> **TEXT PASSAGE**
● ● ●
Oral, throat or eye Gonorrhea infection symptoms include:

  • Swollen, painful, or burning glands in the throat
  • MIld to severe sore throat or difficulty swallowing
  • Conjunctivitis, which is an itchy, red, slightly swollen eyes, which sometimes is accompanied by a sensitivity to light or pus.

Although Gonorrhea is not transmitted by just making casual skin to skin contact, there are typical factors or behaviors that increase your chances of contracting the infection:

  1. Preference of having sex with multiple sexual partners, especially with partners that you don’t know well. One night stands increases your chances of getting exposed to an infected person and contract STDs.
  2. Engaging in unprotected sex with partners who have Gonorrhea. Using condoms can reduce your risk of contracting an STD, but don’t remove the risk 100%. If you notice some symptoms regardless of whether you used a condom the last time you engaged in sex, don’t be inattentive to them, get yourself tested the soonest you can.
● ● ●
> **EXERCISE INSTRUCTIONS**
1. Using the gonorrhea text, explain in one to three sentences why someone who notices symptoms should get tested even if they used a condom the last time they had sex.
2. Write the next part of the gonorrhea text, starting after the list of risk factors as it currently ends.

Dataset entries
● ● ●
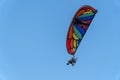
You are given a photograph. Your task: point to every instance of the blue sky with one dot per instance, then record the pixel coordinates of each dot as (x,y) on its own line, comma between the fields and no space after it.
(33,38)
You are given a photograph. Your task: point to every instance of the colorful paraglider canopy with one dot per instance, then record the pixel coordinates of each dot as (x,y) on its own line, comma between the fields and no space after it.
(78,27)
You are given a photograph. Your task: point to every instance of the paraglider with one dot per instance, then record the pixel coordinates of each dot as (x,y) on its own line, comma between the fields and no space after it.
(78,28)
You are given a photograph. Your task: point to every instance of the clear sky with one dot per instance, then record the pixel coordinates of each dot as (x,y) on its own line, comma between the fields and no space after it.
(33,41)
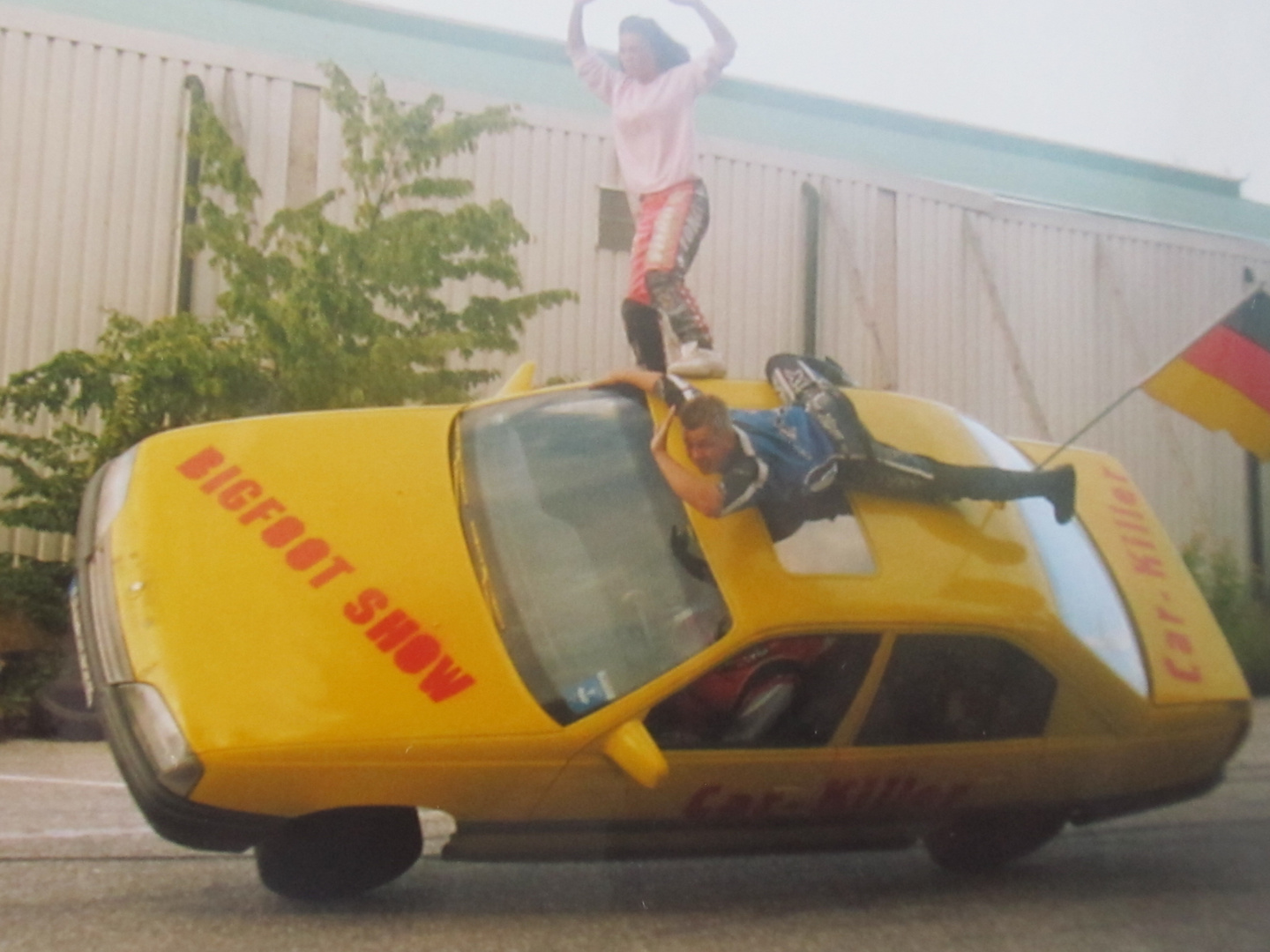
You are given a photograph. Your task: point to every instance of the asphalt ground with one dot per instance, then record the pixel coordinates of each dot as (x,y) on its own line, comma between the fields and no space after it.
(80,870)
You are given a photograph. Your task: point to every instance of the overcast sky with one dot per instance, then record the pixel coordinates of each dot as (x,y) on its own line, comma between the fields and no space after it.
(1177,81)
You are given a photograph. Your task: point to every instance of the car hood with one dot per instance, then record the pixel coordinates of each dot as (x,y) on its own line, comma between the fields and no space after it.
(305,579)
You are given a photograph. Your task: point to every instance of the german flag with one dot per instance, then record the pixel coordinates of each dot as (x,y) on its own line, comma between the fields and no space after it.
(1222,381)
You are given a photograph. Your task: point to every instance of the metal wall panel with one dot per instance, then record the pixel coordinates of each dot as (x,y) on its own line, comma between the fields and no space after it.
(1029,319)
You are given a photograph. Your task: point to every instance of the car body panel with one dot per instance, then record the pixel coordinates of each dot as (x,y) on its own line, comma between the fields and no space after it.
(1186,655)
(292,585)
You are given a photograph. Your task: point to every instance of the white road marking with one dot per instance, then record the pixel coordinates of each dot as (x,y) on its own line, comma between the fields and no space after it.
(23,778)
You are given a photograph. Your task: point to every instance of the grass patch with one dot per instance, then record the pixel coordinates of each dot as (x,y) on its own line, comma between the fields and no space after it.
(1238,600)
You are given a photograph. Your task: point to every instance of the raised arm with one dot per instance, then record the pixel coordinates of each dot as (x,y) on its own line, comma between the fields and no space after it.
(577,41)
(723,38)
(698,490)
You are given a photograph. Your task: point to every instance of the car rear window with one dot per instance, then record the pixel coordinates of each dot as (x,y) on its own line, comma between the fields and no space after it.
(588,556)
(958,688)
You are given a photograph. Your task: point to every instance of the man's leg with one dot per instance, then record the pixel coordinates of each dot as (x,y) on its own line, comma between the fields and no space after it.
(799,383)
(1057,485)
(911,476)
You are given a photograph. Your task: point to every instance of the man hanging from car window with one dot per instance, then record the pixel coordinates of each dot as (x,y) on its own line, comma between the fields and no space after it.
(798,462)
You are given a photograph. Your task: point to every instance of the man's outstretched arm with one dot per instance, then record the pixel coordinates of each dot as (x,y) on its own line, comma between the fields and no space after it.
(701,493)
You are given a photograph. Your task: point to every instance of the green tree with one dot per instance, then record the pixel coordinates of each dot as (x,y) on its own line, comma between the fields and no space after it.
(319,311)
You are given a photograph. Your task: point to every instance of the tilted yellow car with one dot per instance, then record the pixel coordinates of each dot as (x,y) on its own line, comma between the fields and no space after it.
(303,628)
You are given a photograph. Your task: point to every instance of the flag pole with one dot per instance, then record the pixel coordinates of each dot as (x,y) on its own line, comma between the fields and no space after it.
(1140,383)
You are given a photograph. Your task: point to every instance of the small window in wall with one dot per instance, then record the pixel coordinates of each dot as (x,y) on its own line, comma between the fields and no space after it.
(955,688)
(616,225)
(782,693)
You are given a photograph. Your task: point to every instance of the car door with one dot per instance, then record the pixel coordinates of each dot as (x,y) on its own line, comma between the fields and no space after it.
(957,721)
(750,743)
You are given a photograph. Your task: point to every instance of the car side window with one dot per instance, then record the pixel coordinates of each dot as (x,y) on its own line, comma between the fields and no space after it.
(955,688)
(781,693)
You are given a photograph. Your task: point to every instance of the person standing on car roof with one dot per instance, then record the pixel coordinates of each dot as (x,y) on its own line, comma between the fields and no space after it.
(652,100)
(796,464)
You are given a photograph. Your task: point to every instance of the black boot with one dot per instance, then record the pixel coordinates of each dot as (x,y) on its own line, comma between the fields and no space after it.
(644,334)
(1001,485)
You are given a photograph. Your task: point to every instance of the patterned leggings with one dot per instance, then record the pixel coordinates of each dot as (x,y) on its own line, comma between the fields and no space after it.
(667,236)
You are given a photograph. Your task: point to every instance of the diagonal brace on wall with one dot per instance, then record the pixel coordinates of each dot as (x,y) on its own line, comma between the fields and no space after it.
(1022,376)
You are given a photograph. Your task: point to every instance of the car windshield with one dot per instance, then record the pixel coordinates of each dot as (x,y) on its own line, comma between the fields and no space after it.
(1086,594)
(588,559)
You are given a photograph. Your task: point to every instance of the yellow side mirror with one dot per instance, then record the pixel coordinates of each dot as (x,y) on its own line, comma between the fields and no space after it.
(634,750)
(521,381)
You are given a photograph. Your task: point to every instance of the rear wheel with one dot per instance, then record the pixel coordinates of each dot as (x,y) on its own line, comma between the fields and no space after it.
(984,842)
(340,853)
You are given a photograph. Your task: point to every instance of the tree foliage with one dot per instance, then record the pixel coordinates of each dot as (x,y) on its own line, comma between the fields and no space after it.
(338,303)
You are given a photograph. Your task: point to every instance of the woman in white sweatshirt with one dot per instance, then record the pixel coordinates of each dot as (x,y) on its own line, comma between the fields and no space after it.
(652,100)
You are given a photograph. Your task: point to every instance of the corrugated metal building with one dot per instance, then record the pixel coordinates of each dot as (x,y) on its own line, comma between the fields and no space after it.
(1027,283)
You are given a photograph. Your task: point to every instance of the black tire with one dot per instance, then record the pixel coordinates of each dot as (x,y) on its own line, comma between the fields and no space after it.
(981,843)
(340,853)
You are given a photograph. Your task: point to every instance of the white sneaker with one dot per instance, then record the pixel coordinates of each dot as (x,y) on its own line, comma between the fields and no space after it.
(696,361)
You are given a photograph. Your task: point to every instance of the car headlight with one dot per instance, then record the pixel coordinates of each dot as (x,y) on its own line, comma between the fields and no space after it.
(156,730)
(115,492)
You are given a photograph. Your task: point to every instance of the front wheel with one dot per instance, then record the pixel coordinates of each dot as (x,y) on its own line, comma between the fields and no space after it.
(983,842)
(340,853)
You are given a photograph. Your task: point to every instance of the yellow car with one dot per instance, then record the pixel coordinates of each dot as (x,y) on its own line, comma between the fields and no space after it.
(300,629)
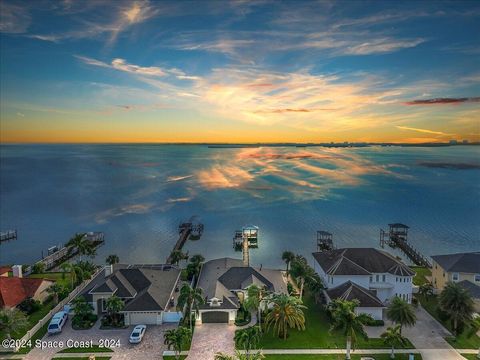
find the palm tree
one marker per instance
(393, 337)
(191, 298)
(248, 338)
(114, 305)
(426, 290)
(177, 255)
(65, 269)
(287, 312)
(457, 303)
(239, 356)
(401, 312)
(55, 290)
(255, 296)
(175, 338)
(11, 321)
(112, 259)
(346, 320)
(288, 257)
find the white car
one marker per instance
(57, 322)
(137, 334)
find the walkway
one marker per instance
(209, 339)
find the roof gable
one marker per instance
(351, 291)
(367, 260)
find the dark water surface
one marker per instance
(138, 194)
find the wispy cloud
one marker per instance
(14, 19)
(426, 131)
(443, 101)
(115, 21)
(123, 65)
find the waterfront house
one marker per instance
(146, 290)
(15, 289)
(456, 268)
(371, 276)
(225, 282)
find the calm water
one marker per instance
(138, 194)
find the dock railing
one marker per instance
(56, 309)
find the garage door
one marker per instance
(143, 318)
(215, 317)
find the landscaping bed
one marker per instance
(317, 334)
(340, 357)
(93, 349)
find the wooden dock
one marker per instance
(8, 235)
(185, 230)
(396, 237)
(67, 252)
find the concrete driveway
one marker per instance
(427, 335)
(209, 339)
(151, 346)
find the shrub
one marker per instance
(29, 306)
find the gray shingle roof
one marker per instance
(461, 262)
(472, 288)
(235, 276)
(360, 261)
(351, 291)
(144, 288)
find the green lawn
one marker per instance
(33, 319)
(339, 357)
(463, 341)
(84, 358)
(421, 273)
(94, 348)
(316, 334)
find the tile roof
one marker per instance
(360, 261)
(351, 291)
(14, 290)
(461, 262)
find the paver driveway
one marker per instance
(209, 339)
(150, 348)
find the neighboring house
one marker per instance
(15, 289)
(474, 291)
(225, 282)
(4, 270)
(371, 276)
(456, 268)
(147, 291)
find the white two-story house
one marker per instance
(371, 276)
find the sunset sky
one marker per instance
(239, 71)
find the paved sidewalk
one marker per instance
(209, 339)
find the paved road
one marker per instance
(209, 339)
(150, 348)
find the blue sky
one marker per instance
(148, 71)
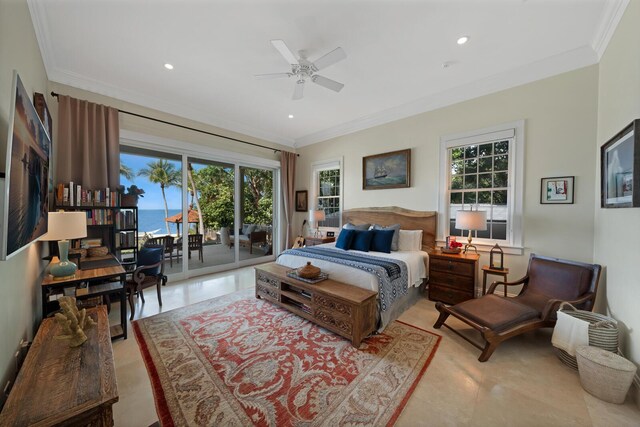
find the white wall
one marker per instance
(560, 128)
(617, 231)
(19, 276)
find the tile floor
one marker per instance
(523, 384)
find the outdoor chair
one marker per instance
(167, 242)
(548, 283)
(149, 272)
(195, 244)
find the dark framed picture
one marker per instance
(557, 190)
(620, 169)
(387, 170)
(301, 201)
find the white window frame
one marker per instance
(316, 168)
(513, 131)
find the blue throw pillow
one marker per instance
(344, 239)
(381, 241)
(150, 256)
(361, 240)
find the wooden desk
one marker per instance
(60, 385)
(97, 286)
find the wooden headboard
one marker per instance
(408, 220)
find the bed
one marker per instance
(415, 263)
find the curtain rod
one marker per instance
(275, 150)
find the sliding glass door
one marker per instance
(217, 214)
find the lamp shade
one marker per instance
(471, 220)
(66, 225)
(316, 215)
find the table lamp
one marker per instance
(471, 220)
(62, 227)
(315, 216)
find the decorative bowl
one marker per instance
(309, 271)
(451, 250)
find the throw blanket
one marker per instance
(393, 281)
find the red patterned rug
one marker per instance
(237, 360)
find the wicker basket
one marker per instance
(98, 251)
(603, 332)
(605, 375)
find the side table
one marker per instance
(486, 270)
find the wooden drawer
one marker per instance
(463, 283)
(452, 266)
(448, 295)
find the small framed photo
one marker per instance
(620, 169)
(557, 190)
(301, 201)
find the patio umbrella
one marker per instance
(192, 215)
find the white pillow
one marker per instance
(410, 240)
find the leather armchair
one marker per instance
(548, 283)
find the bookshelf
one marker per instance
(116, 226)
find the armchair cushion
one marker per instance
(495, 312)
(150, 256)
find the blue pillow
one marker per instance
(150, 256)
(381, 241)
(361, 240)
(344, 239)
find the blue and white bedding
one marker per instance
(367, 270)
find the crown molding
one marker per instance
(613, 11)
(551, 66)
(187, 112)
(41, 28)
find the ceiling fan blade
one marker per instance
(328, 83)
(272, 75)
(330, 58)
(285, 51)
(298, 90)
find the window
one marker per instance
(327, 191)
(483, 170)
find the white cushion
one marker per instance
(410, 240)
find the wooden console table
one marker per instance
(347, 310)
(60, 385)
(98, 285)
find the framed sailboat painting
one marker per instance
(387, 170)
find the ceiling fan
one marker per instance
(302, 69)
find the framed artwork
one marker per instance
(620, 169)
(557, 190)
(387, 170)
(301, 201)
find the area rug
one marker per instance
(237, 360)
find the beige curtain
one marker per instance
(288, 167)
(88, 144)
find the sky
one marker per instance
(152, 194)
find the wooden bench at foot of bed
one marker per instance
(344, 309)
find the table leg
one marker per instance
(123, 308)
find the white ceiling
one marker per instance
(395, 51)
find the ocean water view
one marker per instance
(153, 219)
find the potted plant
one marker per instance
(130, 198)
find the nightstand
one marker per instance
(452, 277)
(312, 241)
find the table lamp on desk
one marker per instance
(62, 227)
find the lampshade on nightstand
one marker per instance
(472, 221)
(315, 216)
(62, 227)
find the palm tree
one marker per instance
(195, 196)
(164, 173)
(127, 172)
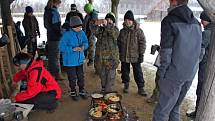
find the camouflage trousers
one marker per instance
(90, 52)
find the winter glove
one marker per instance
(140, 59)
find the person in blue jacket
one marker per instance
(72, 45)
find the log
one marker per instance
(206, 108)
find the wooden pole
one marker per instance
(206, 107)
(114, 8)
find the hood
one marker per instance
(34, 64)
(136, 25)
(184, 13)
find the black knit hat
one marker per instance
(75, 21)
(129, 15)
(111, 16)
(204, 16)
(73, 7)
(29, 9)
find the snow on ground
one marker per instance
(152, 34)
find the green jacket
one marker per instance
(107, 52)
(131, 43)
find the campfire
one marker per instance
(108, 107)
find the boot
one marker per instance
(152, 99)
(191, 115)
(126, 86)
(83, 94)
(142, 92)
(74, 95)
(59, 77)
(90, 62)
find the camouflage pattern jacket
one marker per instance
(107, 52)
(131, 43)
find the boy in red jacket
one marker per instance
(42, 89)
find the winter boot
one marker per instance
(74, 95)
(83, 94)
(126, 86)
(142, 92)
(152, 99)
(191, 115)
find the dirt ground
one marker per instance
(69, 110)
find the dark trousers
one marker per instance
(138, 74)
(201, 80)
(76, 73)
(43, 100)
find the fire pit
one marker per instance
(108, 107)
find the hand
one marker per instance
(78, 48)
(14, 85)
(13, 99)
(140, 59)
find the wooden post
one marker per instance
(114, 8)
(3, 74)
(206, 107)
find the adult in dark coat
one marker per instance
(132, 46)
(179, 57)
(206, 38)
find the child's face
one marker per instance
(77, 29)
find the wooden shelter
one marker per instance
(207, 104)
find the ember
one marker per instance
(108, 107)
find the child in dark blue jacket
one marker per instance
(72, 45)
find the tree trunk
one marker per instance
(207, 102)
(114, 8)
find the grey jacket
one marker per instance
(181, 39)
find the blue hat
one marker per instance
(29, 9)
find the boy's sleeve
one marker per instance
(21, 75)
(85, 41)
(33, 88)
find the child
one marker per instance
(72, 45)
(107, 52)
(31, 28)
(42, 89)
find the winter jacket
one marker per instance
● ● ●
> **ANSWER LIST**
1. According to the text, condoms reduce the risk of contracting an STD but don't remove it 100%. Symptoms can therefore still mean infection after protected sex, so they shouldn't be ignored, and a test should be done as soon as possible.

2.
  3. If you are a young adult (younger than 25 years old) and you only have a single, permanent partner with whom you regularly have unprotected sex, this practice also increases your risk. You don’t know or your partner will not likely tell you if he/she is having sex with others exposing her/him to the possibility of infection. When you notice some worrying signs, then get yourself to the nearest STD testing center near you or get yourself tested with an STD home testing kit.
  4. Previous history of an STD diagnosis. Having already contracted one type of STD will weaken your immunity against these types of infection. Your body’s susceptibility to contracting another STD is increased, particularly HIV/AIDS.